DOCUMENT SEGMENT:
# Solved: Word and Excel 2007 compile error in hidden module



## kabal02 (Mar 21, 2008)

First of all, my boss is running MS Office 2007 on Vista Ultimate. Both Word and Excel create error messages upon startup, but not closing. Here are the messages.

Excel 2007
"Compile error in hidden module: ThisWorkbook"

Word 2007
"Compile error in hidden module: uifunctions"

I've looked at all of the threads from this forum and other forums, even the microsoft support site but can't seem to find what is going on. I've searched for both pdfmaker files and found nothing, tried looking at the references after going into Visual Basic from both Word and Excel. There is only one add-in on there and it is Nitro PDF Professional, but it doesn't show up in the list that can be unchecked. I'm wondering if this started because we just recently updated to the newest version of Nitro PDF, 5.3.2.3. But he was having trouble with it, so he rolled back to version 5.3.0.14. Oh yeah, I've also tried the Office detect and repair, but it didn't come up with anything either...big surprise. 

Thanks for any help in advance


----------



## kabal02 (Mar 21, 2008)

Well, it was a problem with Nitro PDF, just not exactly sure how. It was reinstalled without updating to the latest version. It looks like something with the new version messed with the add-ins for ThisWorkbook and uifunctions for Excel and Word respectively.


----------



## kevin.croft (Jun 18, 2008)

Hi there

This error is caused in some cases by older addins still lurking around when you updated your your copy of Nitro PDF Pro. To Fix this simply uninstall completely using the Nitro Clean Up Utility and then install 5.3.3.6.

http://www.nitropdf.com/professional/support/resources/nitro_cleanup.zip

Once you have downloaded the utility simply unzip and run the RUNME.bat file. This will remove all things Nitro. Since you are a VISTA user you will have to right click the RUNME.bat and select "Run as administrator".

http://www.nitropdf.com/professional/builds/nitro_pdf_professional.exe

If you need more assistance head to the Nitro Support Webpage:

http://www.nitropdf.com/professional/support/index.asp

Cheers


----------



## nickleburn (Jul 8, 2008)

Hello Kabal02, Kevin.croft,

Just stumbled across this forum after allot of dead ends, thanks for the link to the Nitro cleaner!! Ran it now my ""compile error in hidden module:" issues are now resolved!

Thanks,
Chris


----------

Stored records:
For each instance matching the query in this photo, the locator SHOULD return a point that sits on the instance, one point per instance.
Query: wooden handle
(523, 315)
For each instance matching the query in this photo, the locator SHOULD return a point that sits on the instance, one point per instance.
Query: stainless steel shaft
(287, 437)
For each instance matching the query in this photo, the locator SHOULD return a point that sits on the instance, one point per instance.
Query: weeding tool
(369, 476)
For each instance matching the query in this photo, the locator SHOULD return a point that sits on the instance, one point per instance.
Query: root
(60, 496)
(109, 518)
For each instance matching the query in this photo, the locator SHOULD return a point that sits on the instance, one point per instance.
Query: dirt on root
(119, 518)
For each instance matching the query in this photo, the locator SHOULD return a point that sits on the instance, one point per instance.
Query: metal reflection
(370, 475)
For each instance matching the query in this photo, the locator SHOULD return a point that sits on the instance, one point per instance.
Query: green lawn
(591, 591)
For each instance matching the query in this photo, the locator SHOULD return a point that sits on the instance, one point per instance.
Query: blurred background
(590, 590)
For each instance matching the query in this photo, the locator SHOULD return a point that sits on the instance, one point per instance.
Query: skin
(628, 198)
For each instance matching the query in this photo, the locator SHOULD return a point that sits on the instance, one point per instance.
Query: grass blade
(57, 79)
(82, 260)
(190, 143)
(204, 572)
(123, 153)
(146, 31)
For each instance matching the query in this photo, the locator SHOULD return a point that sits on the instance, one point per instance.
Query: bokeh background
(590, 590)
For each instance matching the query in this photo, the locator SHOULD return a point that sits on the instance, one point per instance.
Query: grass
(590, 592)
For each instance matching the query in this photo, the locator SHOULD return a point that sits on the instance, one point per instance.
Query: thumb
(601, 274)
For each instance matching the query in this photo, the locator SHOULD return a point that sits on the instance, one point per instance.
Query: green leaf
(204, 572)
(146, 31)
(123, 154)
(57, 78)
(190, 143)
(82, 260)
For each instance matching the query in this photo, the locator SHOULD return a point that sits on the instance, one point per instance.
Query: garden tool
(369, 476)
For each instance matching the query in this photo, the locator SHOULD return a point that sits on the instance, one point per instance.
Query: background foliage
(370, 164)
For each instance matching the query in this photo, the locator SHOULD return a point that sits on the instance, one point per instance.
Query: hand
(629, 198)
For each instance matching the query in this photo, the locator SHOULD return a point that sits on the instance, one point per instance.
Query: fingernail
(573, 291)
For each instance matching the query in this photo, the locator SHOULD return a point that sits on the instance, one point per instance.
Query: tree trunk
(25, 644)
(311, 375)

WRITTEN TASK 1:
Repeat the part of the forum thread that begins at the words "http://www.nitropdf.com/professional/support/index.asp" and stops after "are now resolved!".
WRITTEN TASK 2:
Using the forum thread, say whether each statement agrees with it, answering yes or no and quoting the words that decide it: (a) The Excel error message names the hidden module ThisWorkbook. (b) The Office detect and repair tool found the cause of the errors. (c) Vista users are told to right-click RUNME.bat and pick "Run as administrator."
These records were taken from a separate source.

FINAL ANSWER 1:
http://www.nitropdf.com/professional/support/index.asp

Cheers


----------



## nickleburn (Jul 8, 2008)

Hello Kabal02, Kevin.croft,

Just stumbled across this forum after allot of dead ends, thanks for the link to the Nitro cleaner!! Ran it now my ""compile error in hidden module:" issues are now resolved!

FINAL ANSWER 2:
(a) Yes: "Compile error in hidden module: ThisWorkbook"
(b) No: "I've also tried the Office detect and repair, but it didn't come up with anything either"
(c) Yes: "you will have to right click the RUNME.bat and select "Run as administrator""